Segment Start: Text provided
Friday, July 31, 2020

Jeff Parent : Writing Process



  I don’t know if I have a daily writing process, now that I think on it. Well, no, I sort of do, but there’s not a whole lot of consistency, no schedule. At the best of time, I’m a bit all over the map and especially these days as we tangle with the plague. My partner and I made the decision to take our son – he’s five - out of daycare for the rest of the summer. My wife works from home but if she wants to get anything done, it falls to me keep The Lad fed, watered, and entertained. We’re lucky that way; I just wrapped up a two-year MA and with no immediate prospects it made sense I’d be on point until The Lad begins Kindergarten and I will spare any wild descriptions of my anxiety about that.

  But I digress. This is about my writing day. I write poems by the way. That’s probably something I should mention. If you’d told me, what? Ten, twelve years ago when I was middle-manager at mid-tier transportation outfit, and absolutely miserable at it, that I’d be a stay-home dad and some kind of poet with a Masters degree, I’d have laughed you out of the room and slammed the door but isn’t life just a funny old business. So, yes, I write poems. As to why, that’s a whole other mess of complicated words and that’s not what this is. This is about my writing process so as a long-lost friend of mine used to say, “Just @*$! get on with it.”
Segment End: Text provided
Segment Start: Given data
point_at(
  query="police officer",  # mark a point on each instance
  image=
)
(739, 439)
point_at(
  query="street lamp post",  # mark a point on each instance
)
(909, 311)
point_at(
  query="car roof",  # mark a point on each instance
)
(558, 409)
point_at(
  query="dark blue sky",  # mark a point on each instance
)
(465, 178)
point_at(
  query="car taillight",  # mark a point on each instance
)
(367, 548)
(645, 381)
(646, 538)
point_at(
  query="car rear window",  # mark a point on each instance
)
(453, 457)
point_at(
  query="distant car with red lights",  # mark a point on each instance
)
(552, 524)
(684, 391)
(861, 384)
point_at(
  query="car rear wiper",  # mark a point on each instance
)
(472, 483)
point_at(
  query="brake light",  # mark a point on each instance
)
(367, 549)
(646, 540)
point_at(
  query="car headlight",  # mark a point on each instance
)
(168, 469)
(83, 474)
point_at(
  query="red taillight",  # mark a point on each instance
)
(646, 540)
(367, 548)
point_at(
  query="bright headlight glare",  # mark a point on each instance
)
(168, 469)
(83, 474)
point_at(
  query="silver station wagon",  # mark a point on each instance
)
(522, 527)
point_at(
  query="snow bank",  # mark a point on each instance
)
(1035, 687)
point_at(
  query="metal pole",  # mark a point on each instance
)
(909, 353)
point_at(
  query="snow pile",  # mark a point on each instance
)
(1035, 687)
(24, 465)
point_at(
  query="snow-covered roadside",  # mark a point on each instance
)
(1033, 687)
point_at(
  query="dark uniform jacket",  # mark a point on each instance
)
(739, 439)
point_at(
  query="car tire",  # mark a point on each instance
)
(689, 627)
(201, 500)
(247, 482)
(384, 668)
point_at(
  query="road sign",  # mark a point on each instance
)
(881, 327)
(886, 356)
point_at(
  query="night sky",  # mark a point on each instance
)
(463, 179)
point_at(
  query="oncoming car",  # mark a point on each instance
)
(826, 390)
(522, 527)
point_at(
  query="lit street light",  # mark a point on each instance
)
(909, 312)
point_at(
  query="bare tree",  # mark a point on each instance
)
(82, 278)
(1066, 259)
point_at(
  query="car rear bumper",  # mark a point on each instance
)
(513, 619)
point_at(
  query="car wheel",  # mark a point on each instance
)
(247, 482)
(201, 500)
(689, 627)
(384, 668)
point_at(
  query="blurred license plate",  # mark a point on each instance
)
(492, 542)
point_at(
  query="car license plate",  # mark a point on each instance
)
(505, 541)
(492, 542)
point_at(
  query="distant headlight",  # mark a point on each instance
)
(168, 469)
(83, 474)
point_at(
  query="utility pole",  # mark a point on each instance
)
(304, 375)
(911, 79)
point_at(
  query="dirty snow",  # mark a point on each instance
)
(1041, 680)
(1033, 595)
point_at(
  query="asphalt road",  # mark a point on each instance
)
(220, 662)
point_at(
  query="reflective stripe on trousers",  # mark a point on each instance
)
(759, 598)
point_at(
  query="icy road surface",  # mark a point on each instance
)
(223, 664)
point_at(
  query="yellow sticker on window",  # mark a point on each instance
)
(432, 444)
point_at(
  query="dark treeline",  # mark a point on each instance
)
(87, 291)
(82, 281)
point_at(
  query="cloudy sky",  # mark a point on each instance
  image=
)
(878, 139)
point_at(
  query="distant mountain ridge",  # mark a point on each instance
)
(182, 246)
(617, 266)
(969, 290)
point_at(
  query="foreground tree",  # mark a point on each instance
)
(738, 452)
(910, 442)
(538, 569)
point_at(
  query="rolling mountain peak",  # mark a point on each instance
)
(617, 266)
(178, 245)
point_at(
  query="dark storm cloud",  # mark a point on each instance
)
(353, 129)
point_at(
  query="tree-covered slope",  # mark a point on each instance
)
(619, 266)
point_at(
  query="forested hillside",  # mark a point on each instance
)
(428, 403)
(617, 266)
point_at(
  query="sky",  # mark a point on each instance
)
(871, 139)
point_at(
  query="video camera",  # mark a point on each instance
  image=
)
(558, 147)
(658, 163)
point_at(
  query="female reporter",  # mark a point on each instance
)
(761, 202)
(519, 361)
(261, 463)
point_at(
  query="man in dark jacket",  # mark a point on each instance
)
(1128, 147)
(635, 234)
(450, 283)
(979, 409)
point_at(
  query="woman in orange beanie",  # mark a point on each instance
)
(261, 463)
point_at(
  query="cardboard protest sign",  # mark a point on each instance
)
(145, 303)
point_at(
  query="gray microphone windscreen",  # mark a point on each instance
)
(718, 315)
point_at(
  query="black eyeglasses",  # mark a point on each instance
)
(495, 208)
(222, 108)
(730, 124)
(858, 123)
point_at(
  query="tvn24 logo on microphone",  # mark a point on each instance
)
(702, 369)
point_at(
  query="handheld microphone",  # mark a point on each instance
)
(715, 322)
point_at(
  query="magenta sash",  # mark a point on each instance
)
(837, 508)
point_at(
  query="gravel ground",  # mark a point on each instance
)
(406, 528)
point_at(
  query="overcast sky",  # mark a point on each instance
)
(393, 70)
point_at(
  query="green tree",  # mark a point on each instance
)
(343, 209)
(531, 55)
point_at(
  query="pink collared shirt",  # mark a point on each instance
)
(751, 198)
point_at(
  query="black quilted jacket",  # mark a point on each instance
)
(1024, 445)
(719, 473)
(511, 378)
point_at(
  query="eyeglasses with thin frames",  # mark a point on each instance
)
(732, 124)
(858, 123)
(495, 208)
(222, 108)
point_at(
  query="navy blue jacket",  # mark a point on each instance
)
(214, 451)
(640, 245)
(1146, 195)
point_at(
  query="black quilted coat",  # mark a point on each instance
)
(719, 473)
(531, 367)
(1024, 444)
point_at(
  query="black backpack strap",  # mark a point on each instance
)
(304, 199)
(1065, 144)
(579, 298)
Segment End: Given data
*Assignment*
Continue the essay on Jeff Parent's writing process from the end of its second paragraph, keeping to his conversational voice.

*Answer for this exercise*
  Most days, pre-Covid (and doesn’t Covid sound like the name of that weird kid you remember from third grade who used to turn his eyelids inside out?), I would usually plunk myself down at my local library and start scribbling. Nothing specific, usually, just a lot of nonsense writing and every so often stopping to flip through a book or go down some Wikipedia wormhole. After a few hours of this, I’d pack up and go home satisfied but usually frustrated because writers. That was, and still is, the gist of my process save for the part where I would do this almost everyday. Right now, forty-five years old and creaky from trying to keep up the The Lad during a pandemic, I’m tired. A lot tired. Fed up, too; these are trying times where even a quick run to WalMart amplifies my anxiety to air-raid siren levels. Writing, any writing, happens every few weeks for me but certainly not daily, not now.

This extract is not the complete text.